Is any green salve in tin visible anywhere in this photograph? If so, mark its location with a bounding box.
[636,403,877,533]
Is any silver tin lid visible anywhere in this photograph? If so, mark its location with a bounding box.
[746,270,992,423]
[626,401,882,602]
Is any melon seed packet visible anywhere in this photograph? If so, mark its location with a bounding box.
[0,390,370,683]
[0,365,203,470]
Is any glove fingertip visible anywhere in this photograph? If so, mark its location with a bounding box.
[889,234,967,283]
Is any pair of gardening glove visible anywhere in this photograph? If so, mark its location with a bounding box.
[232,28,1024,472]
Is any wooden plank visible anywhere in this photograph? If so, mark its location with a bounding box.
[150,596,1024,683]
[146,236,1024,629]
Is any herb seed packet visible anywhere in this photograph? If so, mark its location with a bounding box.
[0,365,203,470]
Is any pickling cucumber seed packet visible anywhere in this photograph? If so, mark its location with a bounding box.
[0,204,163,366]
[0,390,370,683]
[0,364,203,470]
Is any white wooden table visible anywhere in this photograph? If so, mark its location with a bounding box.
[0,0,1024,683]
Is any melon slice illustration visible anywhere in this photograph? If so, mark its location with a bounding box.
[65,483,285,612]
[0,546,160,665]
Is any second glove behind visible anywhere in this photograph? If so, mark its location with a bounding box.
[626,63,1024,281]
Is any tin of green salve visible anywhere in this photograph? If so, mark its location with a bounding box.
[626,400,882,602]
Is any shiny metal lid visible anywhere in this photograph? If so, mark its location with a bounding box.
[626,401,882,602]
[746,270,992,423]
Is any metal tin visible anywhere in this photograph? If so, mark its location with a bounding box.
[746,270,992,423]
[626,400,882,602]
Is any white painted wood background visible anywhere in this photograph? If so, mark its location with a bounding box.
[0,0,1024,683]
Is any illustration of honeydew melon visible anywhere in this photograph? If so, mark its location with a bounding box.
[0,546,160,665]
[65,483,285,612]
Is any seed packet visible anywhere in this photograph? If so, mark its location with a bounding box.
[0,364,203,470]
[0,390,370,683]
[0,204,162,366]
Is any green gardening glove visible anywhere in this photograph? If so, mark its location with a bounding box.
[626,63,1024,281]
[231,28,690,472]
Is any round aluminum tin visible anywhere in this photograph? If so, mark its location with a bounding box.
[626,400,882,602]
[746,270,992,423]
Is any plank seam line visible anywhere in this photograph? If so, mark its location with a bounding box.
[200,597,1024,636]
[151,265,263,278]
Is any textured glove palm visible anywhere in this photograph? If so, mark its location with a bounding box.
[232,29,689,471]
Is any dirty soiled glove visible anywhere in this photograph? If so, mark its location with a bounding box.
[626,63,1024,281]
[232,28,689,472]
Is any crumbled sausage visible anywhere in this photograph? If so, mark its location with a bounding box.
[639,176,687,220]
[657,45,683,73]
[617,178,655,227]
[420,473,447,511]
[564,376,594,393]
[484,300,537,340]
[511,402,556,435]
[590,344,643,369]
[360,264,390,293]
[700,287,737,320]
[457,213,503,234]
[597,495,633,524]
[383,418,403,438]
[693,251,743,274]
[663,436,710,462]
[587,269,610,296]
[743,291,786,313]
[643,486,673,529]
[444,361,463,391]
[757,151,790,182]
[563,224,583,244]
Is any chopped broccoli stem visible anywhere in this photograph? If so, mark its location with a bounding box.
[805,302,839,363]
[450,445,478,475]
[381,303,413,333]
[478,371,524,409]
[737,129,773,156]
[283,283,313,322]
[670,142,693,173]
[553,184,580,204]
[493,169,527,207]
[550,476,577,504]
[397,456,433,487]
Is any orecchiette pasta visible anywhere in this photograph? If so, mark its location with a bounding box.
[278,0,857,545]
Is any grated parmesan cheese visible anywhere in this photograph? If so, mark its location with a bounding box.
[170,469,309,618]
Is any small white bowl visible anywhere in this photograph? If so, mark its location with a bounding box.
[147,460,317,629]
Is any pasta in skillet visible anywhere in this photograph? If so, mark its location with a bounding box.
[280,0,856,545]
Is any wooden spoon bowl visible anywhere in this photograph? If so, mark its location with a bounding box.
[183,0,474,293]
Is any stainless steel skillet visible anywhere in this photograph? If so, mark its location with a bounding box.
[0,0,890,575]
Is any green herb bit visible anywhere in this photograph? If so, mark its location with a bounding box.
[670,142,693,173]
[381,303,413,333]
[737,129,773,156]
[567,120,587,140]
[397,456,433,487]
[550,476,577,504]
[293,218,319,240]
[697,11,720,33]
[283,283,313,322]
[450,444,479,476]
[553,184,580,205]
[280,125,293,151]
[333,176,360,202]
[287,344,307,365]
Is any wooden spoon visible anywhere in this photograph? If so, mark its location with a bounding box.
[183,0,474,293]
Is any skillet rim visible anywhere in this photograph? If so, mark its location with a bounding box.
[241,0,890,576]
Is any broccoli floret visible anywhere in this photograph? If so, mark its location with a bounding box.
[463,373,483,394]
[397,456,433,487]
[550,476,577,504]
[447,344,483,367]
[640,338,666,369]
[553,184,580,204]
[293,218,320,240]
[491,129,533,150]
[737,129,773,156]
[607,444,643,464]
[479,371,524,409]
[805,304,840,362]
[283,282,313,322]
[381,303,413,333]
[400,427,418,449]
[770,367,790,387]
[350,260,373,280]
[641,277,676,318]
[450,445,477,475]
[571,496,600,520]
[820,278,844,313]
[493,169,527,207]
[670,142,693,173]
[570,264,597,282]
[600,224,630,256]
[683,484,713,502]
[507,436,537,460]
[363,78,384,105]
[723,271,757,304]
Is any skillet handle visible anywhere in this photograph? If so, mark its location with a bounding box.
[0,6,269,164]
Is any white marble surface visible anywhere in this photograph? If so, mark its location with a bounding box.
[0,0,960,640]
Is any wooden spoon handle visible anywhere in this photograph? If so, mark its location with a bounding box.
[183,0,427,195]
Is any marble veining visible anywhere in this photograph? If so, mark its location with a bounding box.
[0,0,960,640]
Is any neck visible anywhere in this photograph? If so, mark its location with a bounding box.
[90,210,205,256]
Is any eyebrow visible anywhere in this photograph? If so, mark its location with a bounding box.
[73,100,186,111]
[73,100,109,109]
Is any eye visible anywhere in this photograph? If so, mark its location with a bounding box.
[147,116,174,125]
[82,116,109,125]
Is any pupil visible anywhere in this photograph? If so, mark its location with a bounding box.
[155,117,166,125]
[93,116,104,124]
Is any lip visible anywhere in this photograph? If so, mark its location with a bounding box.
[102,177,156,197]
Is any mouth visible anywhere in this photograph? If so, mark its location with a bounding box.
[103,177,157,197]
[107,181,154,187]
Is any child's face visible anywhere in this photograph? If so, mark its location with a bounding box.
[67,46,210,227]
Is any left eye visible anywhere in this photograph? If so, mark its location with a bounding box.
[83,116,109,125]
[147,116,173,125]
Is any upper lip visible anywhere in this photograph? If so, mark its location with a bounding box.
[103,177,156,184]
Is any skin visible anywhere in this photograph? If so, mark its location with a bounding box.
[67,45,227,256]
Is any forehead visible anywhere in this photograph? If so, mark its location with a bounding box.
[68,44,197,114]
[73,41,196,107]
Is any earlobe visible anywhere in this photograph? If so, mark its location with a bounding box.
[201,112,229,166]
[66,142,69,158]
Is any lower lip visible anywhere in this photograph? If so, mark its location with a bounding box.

Problem statement: Format these lines as a Markdown table with two columns, No. and Line, giving each line its own numbered row and leaving out blank lines.

Complete response:
| No. | Line |
|---|---|
| 1 | Is any green salve in tin visible anywhere in this photograph? If so, mark its location with a bounding box. |
| 2 | [636,403,877,533] |
| 3 | Is any silver tin lid visible anywhere in this photograph? If so, mark its location with a bounding box. |
| 4 | [746,270,992,423] |
| 5 | [626,401,882,602] |
| 6 | Is any melon seed packet visible anywhere in this photograph? If so, mark its location with a bounding box. |
| 7 | [0,390,370,683] |
| 8 | [0,365,203,470] |
| 9 | Is any glove fingertip visible anywhere in this photograph? If so, mark its location with a bounding box. |
| 10 | [889,234,967,283] |
| 11 | Is any pair of gardening glove visible anywhere in this photograph? If so, mark its location with a bounding box. |
| 12 | [232,28,1024,472] |
| 13 | Is any wooden plank visible anywhere in this photograph? If so, mark its location with a bounding box. |
| 14 | [150,596,1024,683] |
| 15 | [146,236,1024,629] |
| 16 | Is any herb seed packet visible anywhere in this photograph? If so, mark its location with a bounding box. |
| 17 | [0,365,203,470] |
| 18 | Is any pickling cucumber seed packet visible anywhere in this photograph? If so, mark its location with a bounding box. |
| 19 | [0,204,163,366] |
| 20 | [0,390,370,683] |
| 21 | [0,364,203,470] |
| 22 | Is any white wooden table visible anywhere in this photograph? If so, mark its location with a bounding box. |
| 23 | [0,0,1024,683] |
| 24 | Is any melon slice illustration visible anywhere in this photograph? If so, mark its location with a bounding box. |
| 25 | [65,483,285,612] |
| 26 | [0,546,160,665] |
| 27 | Is any second glove behind visible anywhere in this photograph? If so, mark its location with a bounding box. |
| 28 | [626,63,1024,281] |
| 29 | Is any tin of green salve visible anywhere in this photograph? If so, mark its location with a bounding box. |
| 30 | [626,400,882,602] |
| 31 | Is any shiny metal lid visible anywhere in this photograph? If so, mark its location with a bounding box. |
| 32 | [626,401,882,602] |
| 33 | [746,270,992,423] |
| 34 | Is any metal tin visible anywhere in this photograph? If so, mark its location with a bounding box. |
| 35 | [746,270,992,423] |
| 36 | [626,400,882,602] |
| 37 | Is any white painted wood background visible anywhere in this photograph? If so, mark its location with a bounding box. |
| 38 | [0,0,1024,683] |
| 39 | Is any illustration of honeydew melon visible anywhere in this photograph? If so, mark its location with a bounding box. |
| 40 | [0,546,160,665] |
| 41 | [65,483,285,612] |
| 42 | Is any seed packet visible anywhere in this photograph? If so, mark its location with a bounding box. |
| 43 | [0,364,203,470] |
| 44 | [0,390,370,683] |
| 45 | [0,204,162,366] |
| 46 | Is any green gardening glove visible anywhere in this photograph? If so, mark its location with a bounding box. |
| 47 | [626,63,1024,281] |
| 48 | [231,28,690,472] |
| 49 | Is any round aluminum tin visible anywhere in this photograph? If so, mark its location with a bounding box. |
| 50 | [626,400,882,602] |
| 51 | [746,270,992,423] |
| 52 | Is any plank seam line visible anywhere in this photograph? If so, mark its location with a bounding box. |
| 53 | [200,597,1024,636] |
| 54 | [151,265,263,278] |
| 55 | Is any textured glove palm visible anywhere in this photograph? If so, mark its location with a bounding box. |
| 56 | [232,29,689,471] |
| 57 | Is any dirty soiled glove visible anywhere in this photograph? If so, mark its location with a bounding box. |
| 58 | [626,63,1024,281] |
| 59 | [232,28,689,472] |
| 60 | Is any crumbled sausage visible anywhere in this photograph? If so, mark its location with a bounding box. |
| 61 | [639,176,687,220] |
| 62 | [657,45,683,73] |
| 63 | [617,178,655,227] |
| 64 | [420,473,447,511] |
| 65 | [564,376,594,393] |
| 66 | [484,300,537,340] |
| 67 | [511,402,556,435] |
| 68 | [590,344,643,369] |
| 69 | [360,264,390,293] |
| 70 | [700,287,737,320] |
| 71 | [457,213,503,234] |
| 72 | [597,495,633,524] |
| 73 | [383,418,403,438] |
| 74 | [693,251,743,274] |
| 75 | [663,436,710,462] |
| 76 | [587,269,610,296] |
| 77 | [743,291,786,313] |
| 78 | [643,486,673,529] |
| 79 | [444,361,463,391] |
| 80 | [757,151,790,182] |
| 81 | [563,224,583,244] |
| 82 | Is any chopped broccoli stem visible anywhere in this photograph? If so, mark its location with a bounding box. |
| 83 | [805,302,839,363] |
| 84 | [450,445,478,475] |
| 85 | [381,303,413,333] |
| 86 | [478,371,524,409] |
| 87 | [737,129,773,156] |
| 88 | [283,283,313,322] |
| 89 | [670,142,693,173] |
| 90 | [553,184,580,204] |
| 91 | [493,169,527,207] |
| 92 | [550,476,577,504] |
| 93 | [397,456,433,487] |
| 94 | Is any orecchiette pasta visible anywhere in this photograph? If so, mark its location with a bounding box. |
| 95 | [278,0,857,545] |
| 96 | Is any grated parmesan cheese visible anywhere in this photograph? If so, mark its location with a bounding box. |
| 97 | [170,469,309,618] |
| 98 | Is any small white bowl visible anywhere in this photograph? If so, mark its location with a bounding box. |
| 99 | [147,460,317,629] |
| 100 | Is any pasta in skillet visible anywhere in this photograph? If so, mark its location with a bounding box. |
| 101 | [280,0,856,545] |
| 102 | Is any wooden spoon bowl visible anywhere in this photograph? If so, mark its location with a bounding box. |
| 103 | [183,0,474,293] |
| 104 | Is any stainless steel skillet visible anywhere in this photograph? If so, mark its location with a bounding box. |
| 105 | [0,0,890,575] |
| 106 | Is any green herb bit visible anywhere in this photograph? If so, mark its location with a bounding box. |
| 107 | [670,142,693,173] |
| 108 | [381,303,413,333] |
| 109 | [737,129,773,156] |
| 110 | [567,120,587,140] |
| 111 | [397,456,433,487] |
| 112 | [550,476,577,504] |
| 113 | [293,218,319,240] |
| 114 | [697,11,720,33] |
| 115 | [283,283,313,322] |
| 116 | [450,444,479,476] |
| 117 | [553,184,580,205] |
| 118 | [280,125,293,151] |
| 119 | [333,176,360,202] |
| 120 | [287,344,307,365] |
| 121 | Is any wooden spoon visible anywhere in this photograph? If so, mark its location with a bounding box. |
| 122 | [183,0,474,293] |
| 123 | Is any skillet rim visible anywhere in this photograph? If so, mark its location with a bounding box. |
| 124 | [241,0,890,576] |
| 125 | Is any broccoli floret visible anywhere in this photograph? If so, mark its location with a bounding box. |
| 126 | [463,373,483,394] |
| 127 | [397,456,433,487] |
| 128 | [550,476,577,504] |
| 129 | [447,344,483,367] |
| 130 | [640,338,666,369] |
| 131 | [553,184,580,204] |
| 132 | [293,218,320,240] |
| 133 | [491,129,533,150] |
| 134 | [737,129,773,156] |
| 135 | [607,444,643,464] |
| 136 | [479,371,524,409] |
| 137 | [805,304,840,362] |
| 138 | [283,282,313,322] |
| 139 | [381,303,413,333] |
| 140 | [400,427,418,449] |
| 141 | [770,367,790,387] |
| 142 | [350,260,373,280] |
| 143 | [641,277,676,318] |
| 144 | [450,445,477,475] |
| 145 | [571,496,600,520] |
| 146 | [820,278,844,313] |
| 147 | [493,169,527,207] |
| 148 | [670,142,693,173] |
| 149 | [570,264,597,282] |
| 150 | [600,224,630,256] |
| 151 | [683,484,713,502] |
| 152 | [507,436,537,460] |
| 153 | [363,78,384,105] |
| 154 | [723,271,757,304] |
| 155 | Is any skillet handle visible anywhere in this photograph? If so, mark its location with a bounding box. |
| 156 | [0,6,269,164] |
| 157 | Is any white marble surface visible anywhere in this photograph? If so, mark its location with a bounding box. |
| 158 | [0,0,960,640] |
| 159 | Is any wooden spoon handle visible anywhere in this photograph? If so, mark its location with a bounding box. |
| 160 | [183,0,427,195] |
| 161 | Is any marble veining visible anywhere in this photograph? If so, mark its location with a bounding box. |
| 162 | [0,0,960,640] |
| 163 | Is any neck visible anywhere in this photograph? If so, mark its location with a bounding box. |
| 164 | [90,210,205,256] |
| 165 | Is any eyebrow visible anywhere in this photograph? If so, mark its location with a bounding box. |
| 166 | [73,100,186,111] |
| 167 | [73,100,109,109] |
| 168 | Is any eye visible anywhere in this photograph? If so, mark its location with a bounding box. |
| 169 | [147,116,174,125] |
| 170 | [82,116,109,125] |
| 171 | Is any pupil visible anywhere in this photograph? If so, mark its location with a bounding box. |
| 172 | [155,117,166,125] |
| 173 | [93,116,104,124] |
| 174 | Is any lip visible anywhere in this photograph? If so, mark its location with a bounding box. |
| 175 | [102,177,156,197] |
| 176 | Is any mouth visible anywhere in this photograph? If so, mark its location with a bounding box. |
| 177 | [103,177,157,197] |
| 178 | [107,181,154,187] |
| 179 | Is any child's face visible anywhere in this photograph? If so, mark its location with a bounding box. |
| 180 | [67,46,210,227] |
| 181 | Is any left eye visible anywhere in this photograph? If so, mark its location with a bounding box. |
| 182 | [83,116,109,125] |
| 183 | [147,116,173,125] |
| 184 | Is any upper lip visible anywhere in this photograph? If so, mark its location with a bounding box. |
| 185 | [103,177,156,184] |
| 186 | Is any skin visible anywhere in this photograph? If so, mark its location with a bounding box. |
| 187 | [67,45,227,256] |
| 188 | Is any forehead visible anywhere in this photograph? If so, mark its location with a bounding box. |
| 189 | [68,44,197,114] |
| 190 | [73,41,196,107] |
| 191 | Is any earlobe visible anywhere in this photograph? If so, mark its location with a bounding box. |
| 192 | [201,112,229,166] |
| 193 | [66,142,69,158] |
| 194 | Is any lower lip visible anywhere in this photograph? If so, mark its location with a bounding box. |